# SHORT EXERCISE:
Change "pixel coordinates" to "pixel positions" in the lines from the one containing "Localize the round" down through the one containing "left=0, top=74, right=200, bottom=131", and give only those lines, with everything else unchanged. Leave the pictures out.

# MATERIAL FOR THIS EXERCISE:
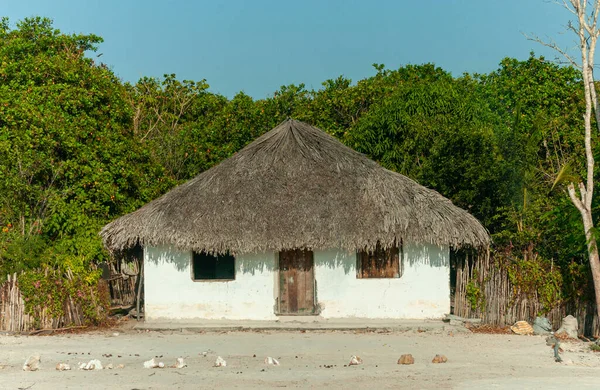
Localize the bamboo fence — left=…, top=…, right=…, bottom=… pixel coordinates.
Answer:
left=453, top=253, right=600, bottom=336
left=0, top=262, right=139, bottom=332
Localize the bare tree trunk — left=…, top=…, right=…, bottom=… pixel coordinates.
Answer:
left=534, top=0, right=600, bottom=318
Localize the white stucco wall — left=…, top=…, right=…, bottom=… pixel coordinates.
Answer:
left=315, top=245, right=450, bottom=319
left=144, top=245, right=450, bottom=321
left=144, top=247, right=276, bottom=321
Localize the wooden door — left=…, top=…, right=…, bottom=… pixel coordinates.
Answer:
left=279, top=249, right=315, bottom=315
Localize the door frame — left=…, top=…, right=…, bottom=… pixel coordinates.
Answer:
left=274, top=250, right=321, bottom=317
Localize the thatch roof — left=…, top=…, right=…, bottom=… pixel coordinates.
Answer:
left=100, top=119, right=489, bottom=253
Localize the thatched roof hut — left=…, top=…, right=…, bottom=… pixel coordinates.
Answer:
left=100, top=120, right=489, bottom=253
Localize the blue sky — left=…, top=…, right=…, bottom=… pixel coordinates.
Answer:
left=5, top=0, right=574, bottom=98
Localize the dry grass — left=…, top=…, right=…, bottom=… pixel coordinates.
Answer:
left=101, top=120, right=489, bottom=253
left=469, top=324, right=512, bottom=334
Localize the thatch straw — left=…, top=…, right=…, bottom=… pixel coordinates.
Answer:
left=100, top=119, right=489, bottom=253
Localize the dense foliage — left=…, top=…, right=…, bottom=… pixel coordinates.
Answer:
left=0, top=18, right=598, bottom=314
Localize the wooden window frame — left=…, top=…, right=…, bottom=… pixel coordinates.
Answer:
left=190, top=251, right=237, bottom=283
left=356, top=242, right=404, bottom=279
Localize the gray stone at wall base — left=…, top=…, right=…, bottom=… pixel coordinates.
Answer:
left=533, top=317, right=552, bottom=335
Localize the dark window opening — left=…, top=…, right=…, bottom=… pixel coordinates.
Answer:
left=192, top=252, right=235, bottom=280
left=356, top=242, right=404, bottom=279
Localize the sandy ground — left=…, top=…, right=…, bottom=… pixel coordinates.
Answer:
left=0, top=330, right=600, bottom=390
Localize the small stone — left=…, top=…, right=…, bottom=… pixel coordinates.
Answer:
left=510, top=321, right=533, bottom=335
left=214, top=356, right=227, bottom=367
left=79, top=359, right=103, bottom=371
left=398, top=353, right=415, bottom=364
left=431, top=355, right=448, bottom=363
left=555, top=315, right=579, bottom=339
left=533, top=317, right=552, bottom=335
left=265, top=356, right=279, bottom=366
left=56, top=363, right=71, bottom=371
left=144, top=358, right=159, bottom=368
left=171, top=358, right=187, bottom=368
left=348, top=355, right=362, bottom=366
left=23, top=355, right=41, bottom=371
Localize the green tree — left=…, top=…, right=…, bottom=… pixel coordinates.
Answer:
left=0, top=18, right=162, bottom=274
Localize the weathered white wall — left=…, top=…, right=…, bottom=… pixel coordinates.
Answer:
left=315, top=245, right=450, bottom=319
left=144, top=247, right=276, bottom=321
left=144, top=245, right=450, bottom=321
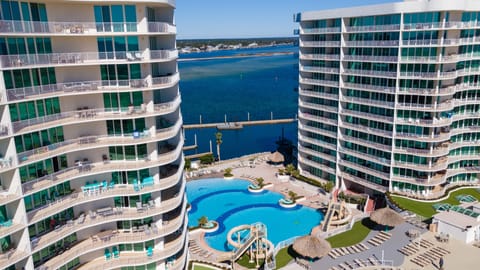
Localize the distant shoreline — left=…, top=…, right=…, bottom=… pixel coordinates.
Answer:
left=177, top=52, right=294, bottom=62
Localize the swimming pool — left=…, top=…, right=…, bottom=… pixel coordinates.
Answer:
left=187, top=178, right=323, bottom=251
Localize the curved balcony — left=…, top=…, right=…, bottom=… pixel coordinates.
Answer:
left=6, top=73, right=180, bottom=102
left=300, top=65, right=340, bottom=74
left=12, top=96, right=181, bottom=134
left=299, top=53, right=340, bottom=61
left=27, top=162, right=183, bottom=224
left=0, top=219, right=25, bottom=238
left=340, top=121, right=393, bottom=138
left=298, top=155, right=336, bottom=175
left=445, top=166, right=480, bottom=178
left=392, top=175, right=446, bottom=186
left=300, top=26, right=342, bottom=34
left=393, top=156, right=448, bottom=172
left=298, top=134, right=337, bottom=151
left=298, top=145, right=337, bottom=162
left=300, top=78, right=339, bottom=87
left=298, top=112, right=337, bottom=126
left=341, top=95, right=395, bottom=109
left=396, top=100, right=456, bottom=112
left=340, top=159, right=390, bottom=180
left=298, top=122, right=337, bottom=139
left=340, top=109, right=393, bottom=123
left=32, top=195, right=186, bottom=253
left=395, top=132, right=451, bottom=142
left=393, top=146, right=450, bottom=157
left=340, top=134, right=392, bottom=152
left=18, top=119, right=182, bottom=165
left=0, top=20, right=177, bottom=36
left=80, top=246, right=188, bottom=270
left=300, top=40, right=340, bottom=47
left=345, top=40, right=399, bottom=48
left=340, top=172, right=388, bottom=193
left=338, top=146, right=390, bottom=167
left=22, top=143, right=183, bottom=195
left=343, top=82, right=396, bottom=94
left=44, top=216, right=187, bottom=269
left=345, top=24, right=400, bottom=32
left=395, top=118, right=452, bottom=127
left=0, top=248, right=30, bottom=269
left=342, top=55, right=398, bottom=62
left=343, top=68, right=397, bottom=78
left=298, top=88, right=338, bottom=100
left=298, top=99, right=338, bottom=113
left=0, top=50, right=178, bottom=69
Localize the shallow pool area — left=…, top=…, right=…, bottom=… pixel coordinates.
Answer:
left=187, top=178, right=323, bottom=251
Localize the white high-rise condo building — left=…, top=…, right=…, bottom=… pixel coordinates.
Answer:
left=0, top=0, right=187, bottom=270
left=295, top=0, right=480, bottom=198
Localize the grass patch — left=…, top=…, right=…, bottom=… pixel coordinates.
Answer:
left=236, top=253, right=263, bottom=269
left=326, top=218, right=376, bottom=248
left=275, top=245, right=294, bottom=269
left=391, top=188, right=480, bottom=218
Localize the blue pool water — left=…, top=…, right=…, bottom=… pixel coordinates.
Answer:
left=187, top=178, right=323, bottom=251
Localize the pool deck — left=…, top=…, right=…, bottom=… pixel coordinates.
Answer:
left=187, top=153, right=480, bottom=270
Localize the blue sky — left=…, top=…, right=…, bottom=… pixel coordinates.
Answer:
left=175, top=0, right=401, bottom=39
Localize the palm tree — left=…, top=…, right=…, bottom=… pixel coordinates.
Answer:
left=215, top=132, right=223, bottom=160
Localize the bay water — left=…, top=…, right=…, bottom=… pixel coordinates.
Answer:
left=178, top=45, right=298, bottom=159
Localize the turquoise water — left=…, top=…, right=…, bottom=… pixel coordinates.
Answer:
left=178, top=46, right=298, bottom=159
left=187, top=178, right=323, bottom=251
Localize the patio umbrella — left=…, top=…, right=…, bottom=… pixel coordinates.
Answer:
left=293, top=235, right=332, bottom=259
left=370, top=207, right=405, bottom=228
left=268, top=151, right=285, bottom=163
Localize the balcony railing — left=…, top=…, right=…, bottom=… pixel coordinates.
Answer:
left=298, top=121, right=337, bottom=139
left=345, top=40, right=399, bottom=47
left=345, top=24, right=400, bottom=32
left=343, top=55, right=398, bottom=62
left=300, top=53, right=340, bottom=61
left=300, top=78, right=339, bottom=87
left=22, top=143, right=182, bottom=195
left=6, top=73, right=180, bottom=101
left=298, top=145, right=337, bottom=162
left=0, top=20, right=176, bottom=35
left=298, top=88, right=338, bottom=100
left=298, top=112, right=337, bottom=126
left=341, top=96, right=395, bottom=109
left=340, top=109, right=393, bottom=123
left=0, top=50, right=178, bottom=68
left=298, top=99, right=338, bottom=113
left=12, top=96, right=180, bottom=133
left=344, top=69, right=397, bottom=78
left=300, top=26, right=342, bottom=34
left=300, top=65, right=339, bottom=74
left=32, top=194, right=186, bottom=252
left=298, top=134, right=337, bottom=151
left=44, top=214, right=187, bottom=269
left=300, top=41, right=340, bottom=47
left=343, top=82, right=395, bottom=94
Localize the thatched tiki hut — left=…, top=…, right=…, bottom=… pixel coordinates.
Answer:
left=370, top=207, right=405, bottom=230
left=293, top=235, right=332, bottom=259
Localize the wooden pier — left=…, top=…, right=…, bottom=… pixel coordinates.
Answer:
left=183, top=118, right=297, bottom=129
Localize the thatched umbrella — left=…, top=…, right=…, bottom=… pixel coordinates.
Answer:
left=293, top=235, right=332, bottom=259
left=370, top=207, right=405, bottom=229
left=269, top=151, right=285, bottom=163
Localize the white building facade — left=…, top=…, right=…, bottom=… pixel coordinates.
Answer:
left=0, top=0, right=188, bottom=270
left=295, top=0, right=480, bottom=198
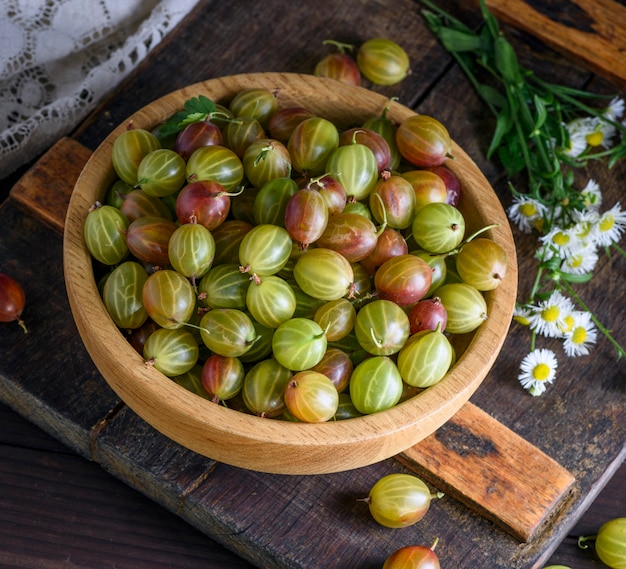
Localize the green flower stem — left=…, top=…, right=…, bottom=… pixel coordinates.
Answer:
left=560, top=281, right=626, bottom=360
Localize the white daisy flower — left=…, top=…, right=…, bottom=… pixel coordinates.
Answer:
left=513, top=304, right=532, bottom=326
left=563, top=311, right=598, bottom=358
left=563, top=117, right=595, bottom=158
left=507, top=196, right=547, bottom=233
left=518, top=349, right=558, bottom=396
left=561, top=243, right=600, bottom=275
left=594, top=203, right=626, bottom=247
left=580, top=180, right=602, bottom=210
left=572, top=209, right=600, bottom=245
left=585, top=118, right=617, bottom=148
left=539, top=226, right=581, bottom=260
left=604, top=97, right=624, bottom=121
left=530, top=290, right=574, bottom=338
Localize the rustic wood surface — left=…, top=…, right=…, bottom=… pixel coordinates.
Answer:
left=487, top=0, right=626, bottom=89
left=0, top=1, right=625, bottom=569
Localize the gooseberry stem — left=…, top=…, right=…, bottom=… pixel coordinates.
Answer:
left=322, top=40, right=354, bottom=53
left=578, top=534, right=598, bottom=549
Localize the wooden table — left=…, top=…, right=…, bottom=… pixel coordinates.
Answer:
left=0, top=0, right=626, bottom=569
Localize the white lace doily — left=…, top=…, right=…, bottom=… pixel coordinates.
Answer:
left=0, top=0, right=198, bottom=179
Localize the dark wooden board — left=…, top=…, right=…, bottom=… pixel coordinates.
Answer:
left=0, top=1, right=626, bottom=568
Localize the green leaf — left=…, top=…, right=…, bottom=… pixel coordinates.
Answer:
left=476, top=83, right=508, bottom=109
left=437, top=27, right=481, bottom=52
left=560, top=273, right=593, bottom=284
left=157, top=95, right=217, bottom=139
left=487, top=103, right=513, bottom=160
left=533, top=95, right=548, bottom=131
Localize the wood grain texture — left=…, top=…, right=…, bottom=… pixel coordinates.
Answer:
left=64, top=73, right=517, bottom=474
left=0, top=0, right=626, bottom=569
left=11, top=137, right=91, bottom=234
left=397, top=405, right=574, bottom=541
left=487, top=0, right=626, bottom=89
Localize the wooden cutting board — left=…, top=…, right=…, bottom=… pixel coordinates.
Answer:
left=0, top=1, right=625, bottom=569
left=487, top=0, right=626, bottom=89
left=11, top=138, right=574, bottom=541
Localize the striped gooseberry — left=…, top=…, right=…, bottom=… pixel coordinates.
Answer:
left=136, top=148, right=187, bottom=198
left=167, top=223, right=215, bottom=285
left=293, top=247, right=354, bottom=300
left=339, top=126, right=391, bottom=175
left=267, top=107, right=314, bottom=144
left=397, top=329, right=453, bottom=388
left=325, top=142, right=378, bottom=201
left=241, top=358, right=293, bottom=417
left=246, top=275, right=296, bottom=328
left=102, top=261, right=148, bottom=330
left=311, top=347, right=354, bottom=393
left=374, top=253, right=432, bottom=306
left=435, top=283, right=487, bottom=334
left=143, top=328, right=200, bottom=377
left=411, top=203, right=465, bottom=253
left=223, top=117, right=267, bottom=158
left=285, top=188, right=329, bottom=249
left=198, top=263, right=250, bottom=309
left=126, top=216, right=178, bottom=267
left=111, top=128, right=161, bottom=186
left=172, top=120, right=224, bottom=161
left=383, top=538, right=438, bottom=569
left=174, top=180, right=231, bottom=231
left=199, top=308, right=256, bottom=358
left=287, top=116, right=339, bottom=176
left=83, top=202, right=130, bottom=265
left=456, top=237, right=507, bottom=291
left=356, top=38, right=410, bottom=85
left=313, top=52, right=361, bottom=86
left=200, top=354, right=246, bottom=403
left=400, top=170, right=448, bottom=211
left=285, top=369, right=339, bottom=423
left=253, top=176, right=298, bottom=227
left=272, top=318, right=328, bottom=371
left=349, top=356, right=403, bottom=415
left=396, top=115, right=452, bottom=168
left=354, top=299, right=410, bottom=356
left=369, top=175, right=416, bottom=229
left=578, top=518, right=626, bottom=569
left=242, top=138, right=291, bottom=188
left=185, top=146, right=244, bottom=192
left=365, top=472, right=436, bottom=528
left=239, top=223, right=293, bottom=279
left=0, top=273, right=28, bottom=333
left=141, top=269, right=196, bottom=329
left=228, top=87, right=278, bottom=128
left=313, top=298, right=356, bottom=342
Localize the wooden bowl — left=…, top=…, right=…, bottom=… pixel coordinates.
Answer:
left=64, top=73, right=517, bottom=474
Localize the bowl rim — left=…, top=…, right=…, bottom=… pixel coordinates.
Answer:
left=63, top=73, right=517, bottom=474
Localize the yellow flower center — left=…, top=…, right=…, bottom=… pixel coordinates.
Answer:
left=585, top=130, right=604, bottom=146
left=533, top=363, right=550, bottom=381
left=576, top=221, right=591, bottom=239
left=552, top=231, right=571, bottom=247
left=598, top=213, right=615, bottom=233
left=567, top=255, right=584, bottom=269
left=559, top=314, right=574, bottom=334
left=541, top=306, right=561, bottom=322
left=572, top=326, right=587, bottom=345
left=519, top=203, right=537, bottom=217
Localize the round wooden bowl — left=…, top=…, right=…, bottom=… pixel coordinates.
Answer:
left=64, top=73, right=517, bottom=474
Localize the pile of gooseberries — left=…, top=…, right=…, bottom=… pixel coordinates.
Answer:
left=84, top=84, right=506, bottom=423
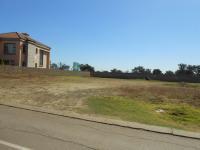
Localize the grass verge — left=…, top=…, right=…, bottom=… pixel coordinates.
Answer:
left=82, top=96, right=200, bottom=131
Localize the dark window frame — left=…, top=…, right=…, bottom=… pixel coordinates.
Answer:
left=4, top=43, right=17, bottom=55
left=40, top=50, right=44, bottom=67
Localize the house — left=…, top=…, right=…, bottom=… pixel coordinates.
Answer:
left=0, top=32, right=51, bottom=68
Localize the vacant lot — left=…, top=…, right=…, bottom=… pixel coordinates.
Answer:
left=0, top=74, right=200, bottom=131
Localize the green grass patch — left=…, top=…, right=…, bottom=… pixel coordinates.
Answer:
left=84, top=96, right=200, bottom=131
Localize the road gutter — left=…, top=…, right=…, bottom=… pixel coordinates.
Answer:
left=0, top=103, right=200, bottom=140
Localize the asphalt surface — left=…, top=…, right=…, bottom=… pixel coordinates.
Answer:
left=0, top=106, right=200, bottom=150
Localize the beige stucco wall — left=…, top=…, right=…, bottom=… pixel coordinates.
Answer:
left=27, top=43, right=49, bottom=68
left=0, top=40, right=21, bottom=66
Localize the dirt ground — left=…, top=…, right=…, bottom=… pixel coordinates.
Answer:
left=0, top=74, right=200, bottom=110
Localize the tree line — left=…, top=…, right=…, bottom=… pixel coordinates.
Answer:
left=97, top=64, right=200, bottom=76
left=51, top=63, right=200, bottom=76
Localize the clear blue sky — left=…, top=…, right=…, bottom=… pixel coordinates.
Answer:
left=0, top=0, right=200, bottom=71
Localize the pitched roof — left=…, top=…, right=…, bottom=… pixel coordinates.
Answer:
left=0, top=32, right=50, bottom=49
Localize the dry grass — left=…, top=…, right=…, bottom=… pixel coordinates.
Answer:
left=0, top=73, right=200, bottom=131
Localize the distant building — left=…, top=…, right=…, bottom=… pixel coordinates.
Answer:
left=0, top=32, right=51, bottom=68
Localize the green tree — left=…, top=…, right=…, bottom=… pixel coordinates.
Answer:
left=153, top=69, right=162, bottom=76
left=80, top=64, right=95, bottom=72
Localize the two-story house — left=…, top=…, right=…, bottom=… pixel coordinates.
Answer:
left=0, top=32, right=51, bottom=68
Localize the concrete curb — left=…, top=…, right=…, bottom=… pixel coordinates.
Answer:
left=0, top=103, right=200, bottom=140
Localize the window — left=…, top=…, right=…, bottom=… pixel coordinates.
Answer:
left=22, top=61, right=26, bottom=67
left=23, top=44, right=28, bottom=54
left=9, top=60, right=15, bottom=66
left=40, top=50, right=44, bottom=66
left=4, top=43, right=16, bottom=55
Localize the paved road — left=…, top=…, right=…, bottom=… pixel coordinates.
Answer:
left=0, top=106, right=200, bottom=150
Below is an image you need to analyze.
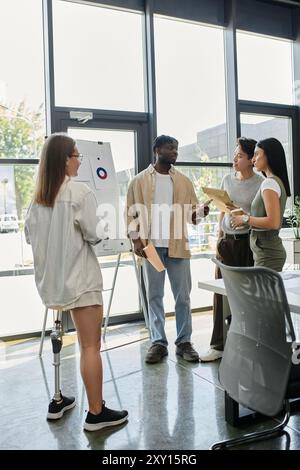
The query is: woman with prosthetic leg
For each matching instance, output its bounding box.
[25,134,128,431]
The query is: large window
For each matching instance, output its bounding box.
[154,16,228,162]
[0,0,45,158]
[237,32,293,104]
[53,0,145,111]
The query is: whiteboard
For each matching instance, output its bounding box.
[74,140,131,256]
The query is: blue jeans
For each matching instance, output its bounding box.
[143,248,192,346]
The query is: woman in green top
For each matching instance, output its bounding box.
[231,137,291,271]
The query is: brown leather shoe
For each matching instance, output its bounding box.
[145,344,168,364]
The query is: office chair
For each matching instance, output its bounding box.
[211,259,300,450]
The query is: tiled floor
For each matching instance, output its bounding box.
[0,314,300,450]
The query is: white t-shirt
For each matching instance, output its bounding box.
[150,173,173,248]
[260,178,281,197]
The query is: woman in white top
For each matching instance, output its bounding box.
[25,134,128,431]
[232,137,291,271]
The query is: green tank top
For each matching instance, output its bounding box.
[250,176,287,232]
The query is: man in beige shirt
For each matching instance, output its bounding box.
[127,135,209,364]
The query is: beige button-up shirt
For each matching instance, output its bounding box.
[126,165,200,258]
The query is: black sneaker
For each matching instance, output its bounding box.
[145,344,168,364]
[47,394,75,419]
[176,343,199,362]
[83,401,128,431]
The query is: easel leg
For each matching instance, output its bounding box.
[103,253,121,338]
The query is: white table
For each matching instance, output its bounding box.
[198,270,300,426]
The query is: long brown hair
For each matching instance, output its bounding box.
[34,133,76,207]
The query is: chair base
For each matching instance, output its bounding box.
[210,400,290,450]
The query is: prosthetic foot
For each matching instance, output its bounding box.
[47,310,75,419]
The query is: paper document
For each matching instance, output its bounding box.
[202,187,237,212]
[144,243,166,273]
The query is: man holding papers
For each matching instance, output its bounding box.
[127,135,209,364]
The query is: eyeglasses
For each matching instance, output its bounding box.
[70,153,83,162]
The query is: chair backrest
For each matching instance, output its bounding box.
[213,259,295,416]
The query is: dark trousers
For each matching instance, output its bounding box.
[210,235,254,351]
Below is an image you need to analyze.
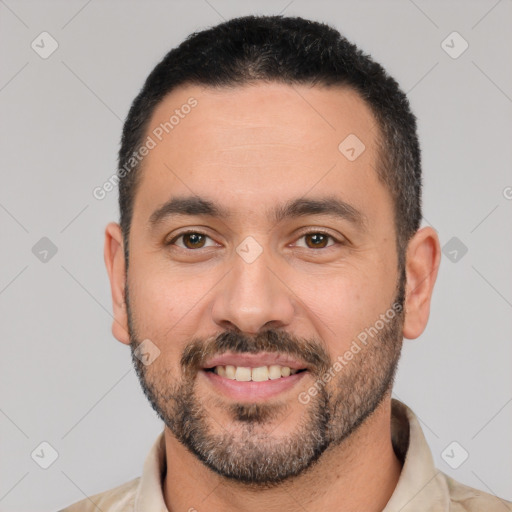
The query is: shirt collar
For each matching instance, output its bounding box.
[135,399,450,512]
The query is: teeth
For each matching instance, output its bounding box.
[268,364,281,380]
[213,364,298,382]
[251,366,268,382]
[235,366,251,382]
[226,364,236,380]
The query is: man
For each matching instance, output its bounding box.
[61,16,512,512]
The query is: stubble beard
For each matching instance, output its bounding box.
[126,274,405,488]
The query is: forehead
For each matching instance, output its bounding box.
[134,83,385,228]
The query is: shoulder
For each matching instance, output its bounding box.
[59,477,140,512]
[443,473,512,512]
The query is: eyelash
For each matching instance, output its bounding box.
[165,229,343,252]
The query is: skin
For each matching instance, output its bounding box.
[105,83,441,512]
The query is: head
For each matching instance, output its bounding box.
[105,16,440,485]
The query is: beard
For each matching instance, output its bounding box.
[125,270,405,488]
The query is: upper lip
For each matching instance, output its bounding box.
[203,352,307,370]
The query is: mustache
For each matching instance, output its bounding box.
[180,330,331,373]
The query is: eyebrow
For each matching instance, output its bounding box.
[149,196,368,230]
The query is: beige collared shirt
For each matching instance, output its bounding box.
[60,399,512,512]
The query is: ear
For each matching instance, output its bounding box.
[403,226,441,339]
[104,222,130,345]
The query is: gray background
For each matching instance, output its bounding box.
[0,0,512,512]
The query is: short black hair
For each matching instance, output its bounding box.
[118,15,422,271]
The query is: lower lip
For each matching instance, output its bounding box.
[200,370,307,402]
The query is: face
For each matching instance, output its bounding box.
[122,84,405,486]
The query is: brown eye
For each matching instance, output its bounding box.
[299,231,338,249]
[304,233,332,249]
[167,231,215,250]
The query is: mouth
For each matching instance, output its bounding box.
[200,354,309,402]
[204,364,306,382]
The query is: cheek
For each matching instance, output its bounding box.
[301,261,395,361]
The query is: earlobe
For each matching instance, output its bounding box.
[403,226,441,339]
[104,222,130,345]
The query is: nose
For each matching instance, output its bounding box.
[212,245,294,335]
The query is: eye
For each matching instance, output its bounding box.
[299,231,338,249]
[166,231,215,250]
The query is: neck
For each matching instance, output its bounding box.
[163,398,402,512]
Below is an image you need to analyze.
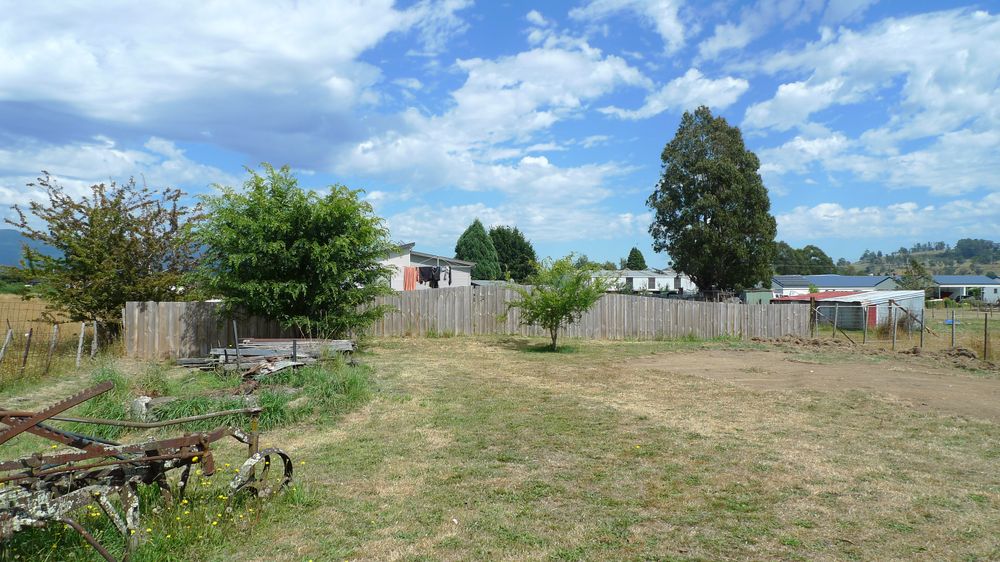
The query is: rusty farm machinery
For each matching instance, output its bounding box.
[0,382,292,560]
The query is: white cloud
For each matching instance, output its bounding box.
[0,0,467,121]
[392,78,424,90]
[387,203,652,246]
[745,11,1000,135]
[698,0,824,60]
[776,193,1000,240]
[601,68,750,119]
[822,0,878,25]
[569,0,687,53]
[0,137,238,212]
[337,39,649,201]
[524,10,549,27]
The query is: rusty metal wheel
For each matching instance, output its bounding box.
[226,449,292,511]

# RESPONSE TO THE EXERCISE:
Localize the round wooden bowl — left=…, top=…, right=…, bottom=… pixel positions.
Answer:
left=64, top=73, right=517, bottom=474
Localize the pile of gooseberries — left=…, top=…, right=…, bottom=… pixel positions.
Answer:
left=84, top=84, right=506, bottom=423
Localize the grass verge — left=…, top=…, right=…, bottom=… pixel positions.
Answer:
left=82, top=96, right=200, bottom=131
Localize the dark window frame — left=…, top=…, right=…, bottom=… pixel positions.
Answer:
left=4, top=43, right=17, bottom=55
left=40, top=50, right=44, bottom=67
Localize the house — left=…, top=…, right=…, bottom=… pixel positions.
Answer:
left=0, top=32, right=51, bottom=68
Localize the vacant lot — left=…, top=…, right=…, bottom=… pixel positions.
Answer:
left=0, top=74, right=200, bottom=131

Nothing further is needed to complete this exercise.